EXERCISE DESCRIPTION — Tally every line in the entries below that holds "protector", then give only the total.

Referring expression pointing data
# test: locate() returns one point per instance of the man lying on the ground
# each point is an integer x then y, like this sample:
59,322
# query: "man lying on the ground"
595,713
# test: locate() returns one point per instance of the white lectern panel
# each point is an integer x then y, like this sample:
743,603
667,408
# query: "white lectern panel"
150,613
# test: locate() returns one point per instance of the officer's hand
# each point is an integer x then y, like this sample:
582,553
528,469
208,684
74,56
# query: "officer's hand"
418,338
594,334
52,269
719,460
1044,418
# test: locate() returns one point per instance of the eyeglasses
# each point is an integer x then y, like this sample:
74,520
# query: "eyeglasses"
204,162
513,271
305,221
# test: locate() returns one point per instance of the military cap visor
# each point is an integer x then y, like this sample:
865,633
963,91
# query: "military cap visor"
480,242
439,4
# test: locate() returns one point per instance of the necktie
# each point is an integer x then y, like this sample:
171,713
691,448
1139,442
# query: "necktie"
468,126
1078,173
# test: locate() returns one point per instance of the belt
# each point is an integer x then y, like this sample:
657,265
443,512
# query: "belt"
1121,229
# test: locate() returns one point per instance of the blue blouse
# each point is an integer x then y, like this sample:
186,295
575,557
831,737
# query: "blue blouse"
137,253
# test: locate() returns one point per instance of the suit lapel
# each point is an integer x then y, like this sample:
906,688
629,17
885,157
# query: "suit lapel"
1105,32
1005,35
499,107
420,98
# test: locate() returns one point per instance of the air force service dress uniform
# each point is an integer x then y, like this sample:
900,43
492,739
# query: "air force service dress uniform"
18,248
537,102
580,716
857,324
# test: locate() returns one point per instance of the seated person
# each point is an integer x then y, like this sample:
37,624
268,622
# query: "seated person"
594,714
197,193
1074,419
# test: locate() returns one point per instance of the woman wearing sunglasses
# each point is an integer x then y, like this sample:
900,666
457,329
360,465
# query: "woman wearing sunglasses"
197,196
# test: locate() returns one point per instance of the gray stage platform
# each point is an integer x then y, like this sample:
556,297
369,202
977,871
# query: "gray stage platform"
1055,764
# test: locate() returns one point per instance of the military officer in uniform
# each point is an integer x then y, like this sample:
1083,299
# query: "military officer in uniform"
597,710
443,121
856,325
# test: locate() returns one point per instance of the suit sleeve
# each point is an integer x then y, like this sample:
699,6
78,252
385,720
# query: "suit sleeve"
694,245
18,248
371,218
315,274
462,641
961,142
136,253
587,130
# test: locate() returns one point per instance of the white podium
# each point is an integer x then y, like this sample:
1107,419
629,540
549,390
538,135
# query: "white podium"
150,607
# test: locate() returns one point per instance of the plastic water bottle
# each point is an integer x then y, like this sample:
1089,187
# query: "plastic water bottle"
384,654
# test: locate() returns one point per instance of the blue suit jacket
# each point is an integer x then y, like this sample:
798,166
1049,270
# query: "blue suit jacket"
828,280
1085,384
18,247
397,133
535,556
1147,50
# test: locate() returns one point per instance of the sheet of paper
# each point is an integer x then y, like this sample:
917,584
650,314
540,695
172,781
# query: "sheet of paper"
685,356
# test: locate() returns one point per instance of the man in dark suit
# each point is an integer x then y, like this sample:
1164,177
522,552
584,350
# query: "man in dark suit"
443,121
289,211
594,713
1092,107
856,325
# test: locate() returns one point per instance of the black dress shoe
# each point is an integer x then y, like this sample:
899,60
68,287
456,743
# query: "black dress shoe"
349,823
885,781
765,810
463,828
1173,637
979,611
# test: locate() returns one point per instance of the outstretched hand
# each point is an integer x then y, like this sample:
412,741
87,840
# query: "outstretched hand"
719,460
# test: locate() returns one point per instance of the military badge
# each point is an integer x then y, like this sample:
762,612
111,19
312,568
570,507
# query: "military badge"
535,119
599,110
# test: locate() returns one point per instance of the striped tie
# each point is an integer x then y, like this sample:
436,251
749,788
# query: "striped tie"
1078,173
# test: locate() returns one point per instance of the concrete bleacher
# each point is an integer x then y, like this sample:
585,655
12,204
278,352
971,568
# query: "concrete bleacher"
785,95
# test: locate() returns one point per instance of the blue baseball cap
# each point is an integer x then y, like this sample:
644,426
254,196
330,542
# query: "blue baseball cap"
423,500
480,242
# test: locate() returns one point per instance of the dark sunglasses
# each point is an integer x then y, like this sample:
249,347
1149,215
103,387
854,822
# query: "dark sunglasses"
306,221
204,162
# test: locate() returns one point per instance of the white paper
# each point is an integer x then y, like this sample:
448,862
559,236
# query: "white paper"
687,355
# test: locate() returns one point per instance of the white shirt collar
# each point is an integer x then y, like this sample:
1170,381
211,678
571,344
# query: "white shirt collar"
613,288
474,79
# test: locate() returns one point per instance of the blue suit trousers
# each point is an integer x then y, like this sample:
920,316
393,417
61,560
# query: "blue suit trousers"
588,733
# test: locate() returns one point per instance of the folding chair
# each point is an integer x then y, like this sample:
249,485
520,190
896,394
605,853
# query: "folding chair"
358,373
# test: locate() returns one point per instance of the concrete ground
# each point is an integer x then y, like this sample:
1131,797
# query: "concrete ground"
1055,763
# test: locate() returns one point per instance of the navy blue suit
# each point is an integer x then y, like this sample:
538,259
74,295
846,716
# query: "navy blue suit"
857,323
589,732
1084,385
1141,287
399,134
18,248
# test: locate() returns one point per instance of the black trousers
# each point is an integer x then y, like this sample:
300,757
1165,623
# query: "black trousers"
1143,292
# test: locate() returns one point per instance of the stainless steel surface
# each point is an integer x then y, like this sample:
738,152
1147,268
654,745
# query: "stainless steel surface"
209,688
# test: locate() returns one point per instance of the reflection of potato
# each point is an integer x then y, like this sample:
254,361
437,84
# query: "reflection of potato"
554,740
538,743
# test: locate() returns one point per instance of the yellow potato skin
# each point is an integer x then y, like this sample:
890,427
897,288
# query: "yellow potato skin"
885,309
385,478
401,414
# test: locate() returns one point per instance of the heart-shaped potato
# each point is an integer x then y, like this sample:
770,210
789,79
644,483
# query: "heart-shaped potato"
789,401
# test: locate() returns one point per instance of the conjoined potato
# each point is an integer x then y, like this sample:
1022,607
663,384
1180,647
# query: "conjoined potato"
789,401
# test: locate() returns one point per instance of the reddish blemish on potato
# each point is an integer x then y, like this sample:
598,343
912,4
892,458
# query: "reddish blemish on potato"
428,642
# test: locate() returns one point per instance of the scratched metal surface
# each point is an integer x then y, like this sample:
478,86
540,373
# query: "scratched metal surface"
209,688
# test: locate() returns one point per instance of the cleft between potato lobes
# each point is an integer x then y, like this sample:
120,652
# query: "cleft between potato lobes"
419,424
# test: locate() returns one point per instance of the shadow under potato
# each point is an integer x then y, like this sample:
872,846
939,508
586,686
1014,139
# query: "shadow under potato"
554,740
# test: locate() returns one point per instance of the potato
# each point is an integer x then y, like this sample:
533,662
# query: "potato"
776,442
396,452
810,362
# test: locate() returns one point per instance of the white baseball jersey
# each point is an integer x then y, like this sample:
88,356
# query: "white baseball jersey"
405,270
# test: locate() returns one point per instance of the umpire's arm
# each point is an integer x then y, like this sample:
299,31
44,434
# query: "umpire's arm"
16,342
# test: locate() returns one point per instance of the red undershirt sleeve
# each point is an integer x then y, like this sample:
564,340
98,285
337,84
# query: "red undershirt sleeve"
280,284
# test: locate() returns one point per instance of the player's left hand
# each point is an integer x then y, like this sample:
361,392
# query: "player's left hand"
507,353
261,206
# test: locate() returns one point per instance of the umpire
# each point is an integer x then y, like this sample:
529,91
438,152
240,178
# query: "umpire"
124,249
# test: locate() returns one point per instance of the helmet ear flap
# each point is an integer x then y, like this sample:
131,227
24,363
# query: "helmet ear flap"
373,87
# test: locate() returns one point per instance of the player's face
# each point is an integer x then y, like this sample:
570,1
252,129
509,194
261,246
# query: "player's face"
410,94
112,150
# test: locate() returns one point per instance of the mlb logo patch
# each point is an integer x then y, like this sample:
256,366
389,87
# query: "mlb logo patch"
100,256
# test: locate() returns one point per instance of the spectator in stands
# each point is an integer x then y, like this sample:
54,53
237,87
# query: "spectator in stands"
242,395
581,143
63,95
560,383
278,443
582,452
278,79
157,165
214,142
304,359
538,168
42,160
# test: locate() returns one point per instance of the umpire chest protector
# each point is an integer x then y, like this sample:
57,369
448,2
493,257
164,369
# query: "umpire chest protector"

COMPLETED TASK — 2